Ungleich Flaherty, der Fiktion und Realität gerne vermischte, sind die Figuren in „Nanouk“ rein fiktional. Dargestellt von den Schauspielern Mikhail Aprosimov und Feodosia Ivanova leben Nanouk und seine Frau Sedna als Rentier-Jäger in ihrer eisigen Behausung. Ihre einzige Gesellschaft ist ein Hund. Der Alltag besteht aus Eisfischen und kleinere Tierfallen aufstellen, gelegentlich muss das Zelt gegen starke Polarwinde geschützt werden. Rentiere sieht man nur selten, die Moderne hat bereits Einzug gehalten. Abends wird gemeinsam Radio gehört. Spürbar abwesend ist die Hauptfigur des Films, Aga (Galina Tikhonova), die Tochter des Paars die viele Kilometer entfernt in einer Diamantenmiene arbeitet. Für Nanouk, einen Anhänger an die alten aussterbenden Werte, ein Verrat. Sedna, die aufgrund einer mysteriösen Wunde im Sterben ist, drängt auf eine Versöhnung. Aber es ist erst als die Tragik Realität wird, dass Nanouk sie auf den langen Weg quer durch Sibirien in die Zivilisation macht.

Viele Elemente der proaktiven Handlung spielen sich erst im letzten Drittel des Films ab. Lazarov gelingt mit seinem Werk eine Übung in Geduld, da er den unendlichen Weiten der Eiswüste und den müheseligen, für westliche Verhältnisse mysteriösen täglichen Aufgaben des Paares viel Zeit und Raum gibt. In einer Welt, die frei ist von modernen Rhythmen, schafft der Film so eine Befreiung von solchen Normen, und erscheint zeitlos. Es ist irrelevant wann wo etwas stattfindet, der Alltag des Paares ist ein alter Zyklus der sich um sich selbst dreht. Die Kamera reflektiert diese Ungebundenheit in ihren langen ruhigen Einstellungen, in denen sich nichts rührt und die Welt einfach nur existiert. Und doch läuft eine unsichtbare Uhr, das Leben wie es die beiden kennen neigt sich dem Ende zu.

Die beeindruckende Rauheit Sibiriens kommt noch einmal voll zum Zug, als die Kamera in einem beeindruckenden Flug aus der Mine heraus in eine Totale des Minendorfs einfängt und der sonst so ruhige Film letztendlich in den kraftvollen Klängen von Mahlers 5. Sinfonie aus tönt. Der Film verlangt dem Zuschauer Geduld ab, die aber mit großen Emotionen und beeindruckenden Bildern belohnt wird.

DATENSATZZEILEN:
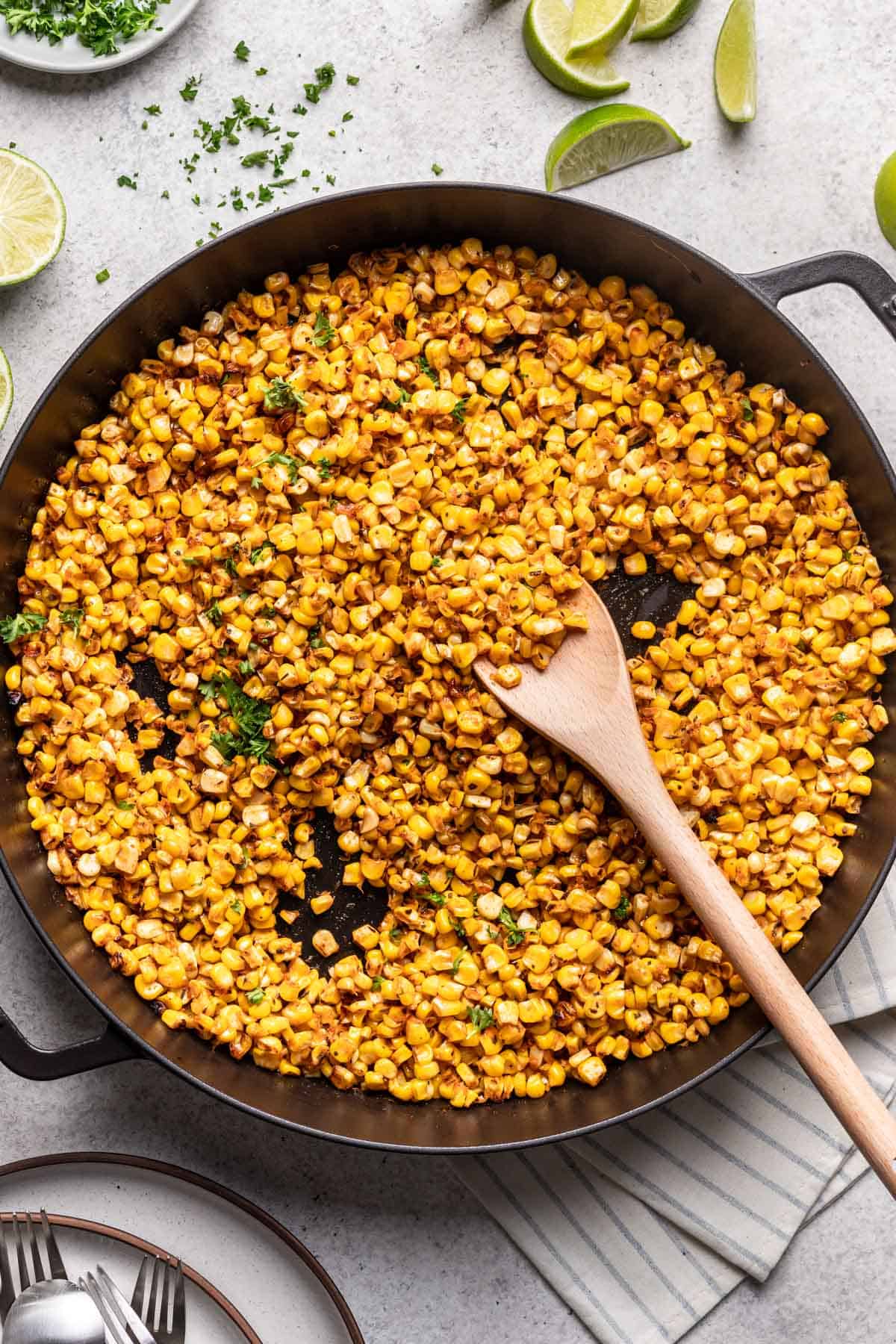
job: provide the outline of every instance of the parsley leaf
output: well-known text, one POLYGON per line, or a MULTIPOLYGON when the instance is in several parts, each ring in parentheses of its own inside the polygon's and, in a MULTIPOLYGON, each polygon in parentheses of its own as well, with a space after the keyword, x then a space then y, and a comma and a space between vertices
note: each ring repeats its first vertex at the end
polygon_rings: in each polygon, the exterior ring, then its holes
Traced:
POLYGON ((619 905, 615 907, 615 910, 611 910, 610 914, 613 915, 617 923, 625 923, 629 915, 631 914, 631 902, 629 900, 629 898, 623 896, 619 905))
POLYGON ((314 335, 312 336, 312 340, 314 341, 316 345, 326 345, 328 341, 332 341, 334 335, 336 332, 330 327, 329 317, 326 316, 324 309, 320 308, 317 312, 317 317, 314 319, 314 335))
POLYGON ((180 97, 184 102, 195 102, 196 94, 199 93, 199 86, 203 82, 201 75, 191 75, 183 89, 179 90, 180 97))
POLYGON ((0 640, 5 644, 12 644, 13 640, 20 640, 26 634, 36 634, 47 624, 46 616, 39 616, 36 612, 20 612, 17 616, 4 616, 0 621, 0 640))
POLYGON ((470 1004, 467 1012, 470 1015, 470 1021, 477 1031, 485 1031, 485 1028, 490 1027, 494 1021, 494 1013, 490 1008, 480 1008, 478 1004, 470 1004))
POLYGON ((498 915, 498 923, 506 930, 508 948, 519 948, 519 945, 525 941, 525 933, 516 922, 513 911, 508 910, 506 906, 502 907, 501 914, 498 915))
POLYGON ((298 476, 298 462, 294 457, 289 457, 286 453, 269 453, 267 457, 262 458, 261 465, 266 466, 269 462, 275 466, 285 466, 289 473, 289 484, 296 484, 296 477, 298 476))
POLYGON ((265 410, 292 411, 296 410, 296 407, 304 410, 305 398, 301 392, 296 392, 285 378, 274 378, 270 387, 265 392, 265 410))
POLYGON ((266 765, 273 765, 273 742, 265 737, 263 728, 270 719, 270 706, 263 700, 257 700, 246 695, 242 687, 236 685, 232 677, 222 677, 219 694, 224 696, 227 708, 231 712, 235 732, 214 732, 212 743, 227 761, 234 757, 254 757, 266 765))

ZIEL DER AUFGABE: Gib aus der Filmkritik zu „Nanouk“ alles von „Viele Elemente der“ bis hinunter zu „dem Ende zu.“ wortgetreu wieder.

KORREKTE AUSGABE:
Viele Elemente der proaktiven Handlung spielen sich erst im letzten Drittel des Films ab. Lazarov gelingt mit seinem Werk eine Übung in Geduld, da er den unendlichen Weiten der Eiswüste und den müheseligen, für westliche Verhältnisse mysteriösen täglichen Aufgaben des Paares viel Zeit und Raum gibt. In einer Welt, die frei ist von modernen Rhythmen, schafft der Film so eine Befreiung von solchen Normen, und erscheint zeitlos. Es ist irrelevant wann wo etwas stattfindet, der Alltag des Paares ist ein alter Zyklus der sich um sich selbst dreht. Die Kamera reflektiert diese Ungebundenheit in ihren langen ruhigen Einstellungen, in denen sich nichts rührt und die Welt einfach nur existiert. Und doch läuft eine unsichtbare Uhr, das Leben wie es die beiden kennen neigt sich dem Ende zu.